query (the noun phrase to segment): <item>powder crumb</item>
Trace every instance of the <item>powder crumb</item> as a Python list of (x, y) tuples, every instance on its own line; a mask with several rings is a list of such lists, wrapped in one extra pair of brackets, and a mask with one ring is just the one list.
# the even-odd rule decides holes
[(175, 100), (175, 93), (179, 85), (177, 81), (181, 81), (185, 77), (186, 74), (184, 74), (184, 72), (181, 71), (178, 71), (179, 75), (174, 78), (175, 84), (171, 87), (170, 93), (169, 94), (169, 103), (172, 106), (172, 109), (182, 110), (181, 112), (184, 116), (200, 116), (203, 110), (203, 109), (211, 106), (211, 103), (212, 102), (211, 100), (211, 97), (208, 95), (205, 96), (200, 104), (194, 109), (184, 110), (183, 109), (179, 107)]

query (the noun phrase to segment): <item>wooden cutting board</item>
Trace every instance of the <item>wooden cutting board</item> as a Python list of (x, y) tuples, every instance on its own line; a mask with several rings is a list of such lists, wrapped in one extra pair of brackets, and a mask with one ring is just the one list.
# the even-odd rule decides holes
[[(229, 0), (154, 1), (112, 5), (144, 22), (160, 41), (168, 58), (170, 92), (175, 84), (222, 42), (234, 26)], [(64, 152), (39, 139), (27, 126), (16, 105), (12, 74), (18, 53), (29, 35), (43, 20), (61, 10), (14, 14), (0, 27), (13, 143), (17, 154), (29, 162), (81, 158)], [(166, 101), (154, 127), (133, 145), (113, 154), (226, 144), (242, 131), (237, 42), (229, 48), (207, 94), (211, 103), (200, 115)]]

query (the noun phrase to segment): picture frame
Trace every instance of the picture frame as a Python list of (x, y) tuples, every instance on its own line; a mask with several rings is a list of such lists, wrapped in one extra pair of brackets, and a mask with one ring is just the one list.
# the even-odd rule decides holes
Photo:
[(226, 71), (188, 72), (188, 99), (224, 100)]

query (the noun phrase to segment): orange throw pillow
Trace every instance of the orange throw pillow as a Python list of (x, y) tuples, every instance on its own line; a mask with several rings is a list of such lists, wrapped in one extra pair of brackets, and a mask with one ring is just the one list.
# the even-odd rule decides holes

━━━━━━

▶ What to produce
Rewrite all of the rows above, changing "Trace every instance" to "Outline each instance" wherever it appears and leaving everything else unchanged.

▶ Result of the task
query (the noun phrase to segment): <item>powder crumb</item>
Outline each instance of the <item>powder crumb</item> as a Python list of (x, y) tuples, every instance on its own line; a mask with several rings is a list of such lists, wrapped in one extra pair of brackets, and a mask with one ring is just the one list.
# the even-odd rule decides holes
[(175, 100), (175, 93), (179, 85), (177, 81), (181, 81), (185, 77), (186, 74), (184, 74), (184, 72), (181, 71), (178, 71), (179, 75), (174, 78), (175, 84), (171, 87), (170, 93), (169, 94), (169, 103), (172, 106), (172, 109), (182, 110), (181, 112), (184, 116), (200, 116), (203, 110), (203, 109), (211, 106), (211, 103), (212, 102), (211, 100), (211, 97), (208, 95), (205, 96), (200, 104), (194, 109), (184, 110), (183, 109), (179, 107)]

query (the noun phrase to segment): <item>wooden cutting board</item>
Outline each instance of the <item>wooden cutting board</item> as a Python list of (x, y) tuples, every instance on its own line; a mask with several rings is a list of such lists, wrapped in one extra pair of brackets, and a mask with one ring is just the one list.
# the even-odd rule decides holes
[[(229, 0), (154, 1), (112, 5), (144, 22), (160, 41), (168, 58), (170, 92), (175, 84), (222, 42), (234, 26)], [(64, 152), (39, 139), (27, 126), (16, 105), (12, 74), (18, 53), (29, 35), (43, 20), (61, 10), (14, 14), (0, 27), (13, 143), (17, 154), (29, 162), (81, 158)], [(166, 101), (154, 127), (133, 145), (113, 154), (226, 144), (242, 131), (237, 42), (229, 48), (207, 94), (211, 103), (200, 115)]]

query (the noun phrase to segment): picture frame
Outline each instance of the picture frame as a Python list of (x, y) tuples, every instance on its own line; a mask with several rings is a list of such lists, wrapped in one extra pair of brackets, and a mask with one ring is just the one list.
# the even-odd rule decides holes
Photo:
[(226, 71), (188, 72), (188, 99), (224, 100)]

query (the noun phrase to segment): orange throw pillow
Outline each instance of the orange throw pillow as a Python list of (x, y) tuples, every instance on its own line; a mask with several rings is a list of such lists, wrapped in one extra pair of brackets, and a mask with one ring is just the one list.
# the even-odd rule decides holes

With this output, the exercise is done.